(To do): Reproduce each of the items below verbatim.

(Material to process):
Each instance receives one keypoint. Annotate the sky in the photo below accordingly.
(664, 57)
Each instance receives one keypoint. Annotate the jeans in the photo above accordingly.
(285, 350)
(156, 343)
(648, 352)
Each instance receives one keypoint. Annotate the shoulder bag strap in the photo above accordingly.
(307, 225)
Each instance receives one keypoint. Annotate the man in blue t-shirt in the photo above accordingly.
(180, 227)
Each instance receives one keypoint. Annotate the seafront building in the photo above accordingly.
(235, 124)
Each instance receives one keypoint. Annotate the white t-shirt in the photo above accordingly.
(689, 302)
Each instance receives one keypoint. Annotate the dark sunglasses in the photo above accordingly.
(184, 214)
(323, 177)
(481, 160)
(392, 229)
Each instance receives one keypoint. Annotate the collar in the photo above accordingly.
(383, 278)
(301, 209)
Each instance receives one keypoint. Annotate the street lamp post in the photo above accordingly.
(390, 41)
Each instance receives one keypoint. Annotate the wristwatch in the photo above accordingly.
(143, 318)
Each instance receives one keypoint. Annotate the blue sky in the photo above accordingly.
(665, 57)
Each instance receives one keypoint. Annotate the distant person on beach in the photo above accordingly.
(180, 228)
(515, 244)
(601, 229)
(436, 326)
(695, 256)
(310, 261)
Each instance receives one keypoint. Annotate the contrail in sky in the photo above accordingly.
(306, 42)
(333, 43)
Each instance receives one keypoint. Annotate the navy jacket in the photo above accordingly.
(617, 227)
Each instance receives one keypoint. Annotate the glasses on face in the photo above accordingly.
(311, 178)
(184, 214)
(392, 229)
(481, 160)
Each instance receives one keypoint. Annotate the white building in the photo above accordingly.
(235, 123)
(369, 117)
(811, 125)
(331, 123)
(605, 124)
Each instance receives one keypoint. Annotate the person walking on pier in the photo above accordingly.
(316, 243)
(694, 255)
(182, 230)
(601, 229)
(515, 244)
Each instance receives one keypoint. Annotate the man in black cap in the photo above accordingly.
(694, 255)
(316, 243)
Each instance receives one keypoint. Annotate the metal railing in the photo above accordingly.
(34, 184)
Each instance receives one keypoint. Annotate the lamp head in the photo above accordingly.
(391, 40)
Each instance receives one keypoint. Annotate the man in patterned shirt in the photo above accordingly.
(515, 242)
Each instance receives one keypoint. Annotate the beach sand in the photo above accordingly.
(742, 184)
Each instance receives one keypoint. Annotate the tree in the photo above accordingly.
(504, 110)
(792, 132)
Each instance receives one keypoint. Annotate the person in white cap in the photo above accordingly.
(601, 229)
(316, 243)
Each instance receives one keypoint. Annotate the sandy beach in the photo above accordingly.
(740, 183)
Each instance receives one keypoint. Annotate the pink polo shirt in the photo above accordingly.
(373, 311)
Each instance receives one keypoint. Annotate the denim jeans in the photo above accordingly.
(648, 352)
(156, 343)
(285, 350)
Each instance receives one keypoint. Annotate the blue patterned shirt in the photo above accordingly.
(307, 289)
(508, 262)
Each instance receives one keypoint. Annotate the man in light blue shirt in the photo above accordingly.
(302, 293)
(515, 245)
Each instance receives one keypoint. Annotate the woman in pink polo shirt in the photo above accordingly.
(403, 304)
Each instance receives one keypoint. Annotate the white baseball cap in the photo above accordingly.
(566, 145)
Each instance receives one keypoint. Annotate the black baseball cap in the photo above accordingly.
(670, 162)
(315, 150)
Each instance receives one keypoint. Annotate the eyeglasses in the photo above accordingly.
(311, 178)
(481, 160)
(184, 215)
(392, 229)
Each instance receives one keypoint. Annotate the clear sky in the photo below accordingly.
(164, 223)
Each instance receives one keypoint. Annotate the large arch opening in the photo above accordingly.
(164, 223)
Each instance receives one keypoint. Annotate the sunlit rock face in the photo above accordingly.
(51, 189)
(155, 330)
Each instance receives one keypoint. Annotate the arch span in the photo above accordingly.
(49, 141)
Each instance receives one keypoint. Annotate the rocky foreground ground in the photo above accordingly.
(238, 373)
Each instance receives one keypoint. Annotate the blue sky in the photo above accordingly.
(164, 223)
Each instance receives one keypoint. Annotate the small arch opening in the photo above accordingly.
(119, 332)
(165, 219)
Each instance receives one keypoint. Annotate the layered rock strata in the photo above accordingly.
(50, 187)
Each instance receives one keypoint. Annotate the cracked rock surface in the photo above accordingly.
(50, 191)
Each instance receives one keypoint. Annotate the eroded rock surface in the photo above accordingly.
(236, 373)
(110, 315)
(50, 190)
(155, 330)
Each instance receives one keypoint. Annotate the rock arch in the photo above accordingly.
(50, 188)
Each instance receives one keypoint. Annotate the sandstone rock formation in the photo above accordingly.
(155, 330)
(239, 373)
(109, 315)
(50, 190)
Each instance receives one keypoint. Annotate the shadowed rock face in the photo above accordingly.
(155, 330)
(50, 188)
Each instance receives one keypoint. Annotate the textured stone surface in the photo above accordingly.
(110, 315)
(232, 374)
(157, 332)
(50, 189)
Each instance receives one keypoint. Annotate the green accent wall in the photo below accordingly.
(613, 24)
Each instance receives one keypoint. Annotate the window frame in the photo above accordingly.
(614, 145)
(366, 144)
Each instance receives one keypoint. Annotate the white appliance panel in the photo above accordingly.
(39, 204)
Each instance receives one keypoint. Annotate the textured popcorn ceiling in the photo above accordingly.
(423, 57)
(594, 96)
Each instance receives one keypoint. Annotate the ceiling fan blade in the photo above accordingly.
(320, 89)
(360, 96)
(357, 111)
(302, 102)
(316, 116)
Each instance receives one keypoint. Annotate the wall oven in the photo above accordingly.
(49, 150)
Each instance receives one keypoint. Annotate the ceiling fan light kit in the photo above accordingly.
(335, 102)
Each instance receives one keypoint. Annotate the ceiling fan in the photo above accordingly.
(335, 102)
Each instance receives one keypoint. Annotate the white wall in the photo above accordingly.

(Worked answer):
Each instance receives one keypoint. Annotate the sky in the photo below accordingly.
(664, 57)
Each instance receives one keypoint. Annotate the jeans in the photo above accordingly.
(285, 350)
(156, 343)
(648, 352)
Each instance receives one keypoint. Annotate the shoulder bag strap in the photo above accordingly.
(307, 225)
Each instance receives one keypoint. Annotate the man in blue t-shirt in the photo above accordingly.
(180, 227)
Each instance receives one keypoint. Annotate the seafront building in the photo above accordingly.
(235, 124)
Each instance receives one keypoint. Annotate the white t-shirt in the photo above accordingly.
(689, 302)
Each instance receives one keypoint. Annotate the dark sunglasses in the photo above accordingly.
(184, 214)
(323, 177)
(481, 160)
(392, 229)
Each instance receives one keypoint. Annotate the collar in the photo above accordingly.
(383, 278)
(301, 209)
Each instance receives one keypoint. Annotate the street lamp post in the photo above accordingly.
(390, 41)
Each instance receives one keypoint. Annotate the wristwatch in the photo above accordingly.
(143, 318)
Each instance receives one keypoint. Annotate the blue sky in the photo above accordingly.
(665, 57)
Each instance receives one keypoint. Annotate the distant person on beach in the photo above accordingly.
(180, 228)
(515, 244)
(601, 229)
(436, 326)
(695, 256)
(310, 261)
Each instance receives one keypoint. Annotate the contrail in sky in the photo above accordingly.
(306, 42)
(333, 43)
Each instance receives one keypoint. Annotate the navy jacket in the photo above accordingly.
(617, 227)
Each instance receives one keypoint. Annotate the glasses on face in the photo above accordingly.
(311, 178)
(184, 214)
(392, 229)
(481, 160)
Each instance receives one keypoint. Annotate the white building in the photo above accordingly.
(235, 123)
(369, 117)
(811, 125)
(331, 123)
(605, 124)
Each instance receives one keypoint. Annotate the person walking on pier in the photo above accordingly.
(316, 243)
(694, 255)
(182, 230)
(601, 229)
(515, 244)
Each instance receives one keypoint. Annotate the man in black cap in the photo above accordingly.
(694, 255)
(316, 243)
Each instance receives one keypoint. Annotate the metal railing in the photo above accordingly.
(34, 184)
Each instance receives one keypoint. Annotate the lamp head in the photo above accordingly.
(391, 40)
Each instance receives one keypoint. Annotate the man in patterned shirt in the photo above accordingly.
(515, 242)
Each instance receives one keypoint. Annotate the beach sand in the photo above accordingly.
(742, 184)
Each instance receives one keypoint. Annotate the tree in the photo above accordingly.
(504, 110)
(792, 132)
Each instance receives one keypoint. Annotate the person in white cap in the photo above accordingly.
(601, 229)
(316, 243)
Each instance receives one keypoint. Annotate the sandy beach in the photo above accordingly.
(740, 183)
Each instance receives one keypoint. Annotate the pink polo shirt in the photo above accordingly.
(373, 311)
Each instance receives one keypoint. Annotate the denim jeans in the photo above accordingly.
(648, 352)
(156, 343)
(285, 350)
Each instance receives one keypoint. Annotate the blue patterned shirt in the photo above accordingly.
(307, 289)
(508, 262)
Each instance receives one keypoint. Annotate the man in light blue shirt in the photo above accordingly.
(302, 293)
(515, 245)
Each instance receives one keypoint. Annotate the woman in pink polo shirt in the photo above accordingly.
(403, 304)
Each instance receives one keypoint. Annotate the white baseball cap in the photo above accordingly.
(566, 145)
Each instance receives one keypoint. Annotate the black baseball cap in the photo above accordingly.
(670, 162)
(315, 150)
Each instance receives one keypoint. Annotate the eyeglasses in the photo above accordingly.
(311, 178)
(481, 160)
(184, 215)
(392, 229)
Each instance receives one keypoint. Annotate the clear sky in the photo below accordingly.
(164, 223)
Each instance receives one keypoint. Annotate the large arch opening in the photo above accordingly.
(164, 223)
Each instance receives one keypoint. Annotate the sunlit rock face in the photo above accordingly.
(51, 189)
(155, 330)
Each instance receives one keypoint. Annotate the arch span in the photo above accordingly.
(49, 141)
Each instance receives one keypoint. Annotate the rocky foreground ground in the photo above accordingly.
(238, 373)
Each instance receives one keypoint. Annotate the blue sky in the photo above accordingly.
(164, 223)
Each instance receives one keypoint. Annotate the small arch opening in the photo above accordingly.
(119, 332)
(165, 219)
Each instance receives one keypoint. Annotate the layered rock strata in the photo above accordingly.
(50, 187)
Each instance receives one keypoint. Annotate the cracked rock surface in the photo above accordingly.
(50, 191)
Each instance receives one keypoint. Annotate the eroded rock surface in the photo above accordingly.
(236, 373)
(110, 315)
(50, 190)
(155, 330)
Each instance receives one keypoint. Annotate the rock arch in the photo above accordingly.
(50, 188)
Each instance receives one keypoint. Annotate the sandstone rock formation in the photo above accordingly.
(155, 330)
(239, 373)
(109, 315)
(50, 190)
Each instance receives one keypoint. Annotate the shadowed rock face in the photo above accordingly.
(155, 330)
(50, 188)
Each instance receives one keypoint. Annotate the textured stone surface in the photo above accordingly.
(110, 315)
(232, 374)
(157, 332)
(50, 189)
Each instance receives one keypoint. Annotate the green accent wall in the photo below accordingly.
(613, 24)
Each instance receives one keypoint. Annotate the window frame in the photo above accordingly.
(614, 145)
(366, 144)
Each instance receives one keypoint. Annotate the white appliance panel in the photo above accordingly.
(39, 204)
Each instance receives one keypoint. Annotate the textured popcorn ceiling in the photo above accordingly.
(423, 57)
(594, 96)
Each instance receives one keypoint. Annotate the ceiling fan blade in the photo above accordingly.
(320, 89)
(360, 96)
(357, 111)
(302, 102)
(316, 116)
Each instance receives one keypoint. Annotate the wall oven in the photo above accordingly.
(49, 150)
Each instance receives one keypoint. Annotate the ceiling fan light kit in the photo above accordingly.
(335, 102)
Each instance receives one keypoint. Annotate the ceiling fan in the photo above accordingly.
(335, 102)
Each instance receives one keypoint. Annotate the white wall in the photo above accordingly.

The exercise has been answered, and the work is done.